start Extract provided

Other Types of Fees & Expenses
Clients will incur transaction fees for trades executed by their chosen custodian via individual
transaction charges. These transaction fees are separate from our firm’s advisory fees and will be
disclosed by the chosen custodian. Fidelity Brokerage Services (“Fidelity”) eliminated transaction
fees for U.S. listed equities and exchange traded funds for clients who opt into electronic delivery of
statements or maintain at least $1 million in assets at Fidelity. Clients who do not meet either criteria
will be subject to transaction fees charged by Fidelity for U.S. listed equities and exchange traded
funds.
Clients may also pay holdings charges imposed by the chosen custodian for certain investments,
charges imposed directly by a mutual fund, index fund, or exchange traded fund, which shall be
disclosed in the fund’s prospectus (e.g., fund management fees, distribution fees, surrender charges,
variable annuity fees, IRA and qualified retirement plan fees, mark-ups and mark-downs, spreads
paid to market makers, fees for trades executed away from custodian, wire transfer fees and other
fees and taxes on brokerage accounts and securities transactions). Our firm does not receive a portion
of these fees.
Termination & Refunds
Either party may terminate the advisory agreement signed with our firm for our Comprehensive
Portfolio Management service in writing at any time. Upon notice of termination, pro-rata advisory
fees for services rendered to the point of termination will be charged. If advisory fees cannot be
deducted, our firm will send an invoice for due advisory fees to the client.

end Extract provided
start Material shown

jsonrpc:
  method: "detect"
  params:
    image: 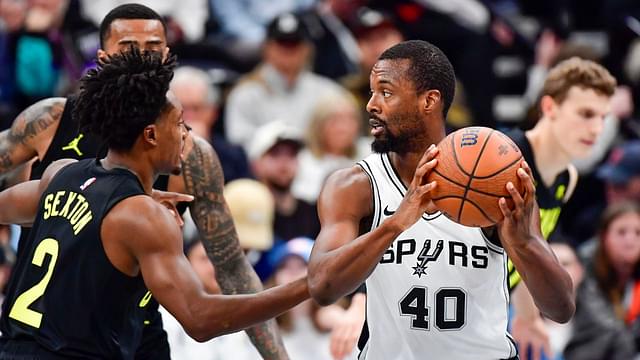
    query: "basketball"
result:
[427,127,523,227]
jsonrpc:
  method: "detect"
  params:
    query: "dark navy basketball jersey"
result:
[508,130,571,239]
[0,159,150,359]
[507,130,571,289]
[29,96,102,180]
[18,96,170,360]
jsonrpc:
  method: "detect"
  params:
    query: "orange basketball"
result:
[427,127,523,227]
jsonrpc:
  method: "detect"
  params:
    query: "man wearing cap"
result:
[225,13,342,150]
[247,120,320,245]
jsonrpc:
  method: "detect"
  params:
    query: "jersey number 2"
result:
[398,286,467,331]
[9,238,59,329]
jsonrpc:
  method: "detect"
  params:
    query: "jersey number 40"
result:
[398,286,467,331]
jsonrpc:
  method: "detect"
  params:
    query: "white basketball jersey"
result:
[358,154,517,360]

end Material shown
start Material shown

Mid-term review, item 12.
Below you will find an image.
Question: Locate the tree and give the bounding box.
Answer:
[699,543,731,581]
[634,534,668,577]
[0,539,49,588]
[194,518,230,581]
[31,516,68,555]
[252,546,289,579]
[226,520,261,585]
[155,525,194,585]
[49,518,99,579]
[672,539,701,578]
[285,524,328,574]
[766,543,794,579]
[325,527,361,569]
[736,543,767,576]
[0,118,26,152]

end Material shown
start Material shown

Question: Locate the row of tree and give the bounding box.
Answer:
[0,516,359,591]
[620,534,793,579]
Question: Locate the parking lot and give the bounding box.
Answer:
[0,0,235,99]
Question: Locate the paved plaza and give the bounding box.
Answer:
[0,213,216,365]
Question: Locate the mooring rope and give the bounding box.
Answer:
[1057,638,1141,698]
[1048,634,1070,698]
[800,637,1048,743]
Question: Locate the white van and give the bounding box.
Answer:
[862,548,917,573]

end Material shown

Direction = According to the fee disclosure, which kinds of funds may impose charges directly that are disclosed in the fund's prospectus? List each one.

Answer for the task =
- Mutual fund
- Index fund
- Exchange traded fund